(Entries drawn from a collection)
○ ○ ○ ○
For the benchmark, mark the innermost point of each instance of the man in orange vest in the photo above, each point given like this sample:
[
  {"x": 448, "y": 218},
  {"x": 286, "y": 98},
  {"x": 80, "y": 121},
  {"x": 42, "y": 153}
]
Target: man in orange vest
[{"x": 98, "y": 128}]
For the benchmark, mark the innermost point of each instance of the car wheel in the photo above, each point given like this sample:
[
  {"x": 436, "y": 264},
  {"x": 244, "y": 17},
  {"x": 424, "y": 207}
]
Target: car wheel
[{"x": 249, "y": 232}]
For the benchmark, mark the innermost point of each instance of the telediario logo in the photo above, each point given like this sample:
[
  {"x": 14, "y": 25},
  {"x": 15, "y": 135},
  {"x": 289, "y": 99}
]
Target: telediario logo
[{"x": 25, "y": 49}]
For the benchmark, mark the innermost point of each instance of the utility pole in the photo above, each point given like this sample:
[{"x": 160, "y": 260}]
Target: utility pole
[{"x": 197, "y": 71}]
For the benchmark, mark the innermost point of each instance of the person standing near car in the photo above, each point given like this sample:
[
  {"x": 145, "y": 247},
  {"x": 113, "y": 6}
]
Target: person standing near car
○ ○ ○ ○
- [OBJECTIVE]
Reproduce the data starting at the line containing "of the utility" and ending at the end of the data, changing "person" to "pedestrian" and leaving all other text intact.

- [TASK ANSWER]
For the benchmark, mark the innermost point of each instance of the utility pole in the photo above, each point given like this sample:
[{"x": 160, "y": 260}]
Target: utility pole
[{"x": 197, "y": 71}]
For the benchmark, mark the innermost point of each instance of the pedestrian standing near car in the photo above, each point given like this sample:
[
  {"x": 145, "y": 247},
  {"x": 113, "y": 6}
]
Target: pedestrian standing near car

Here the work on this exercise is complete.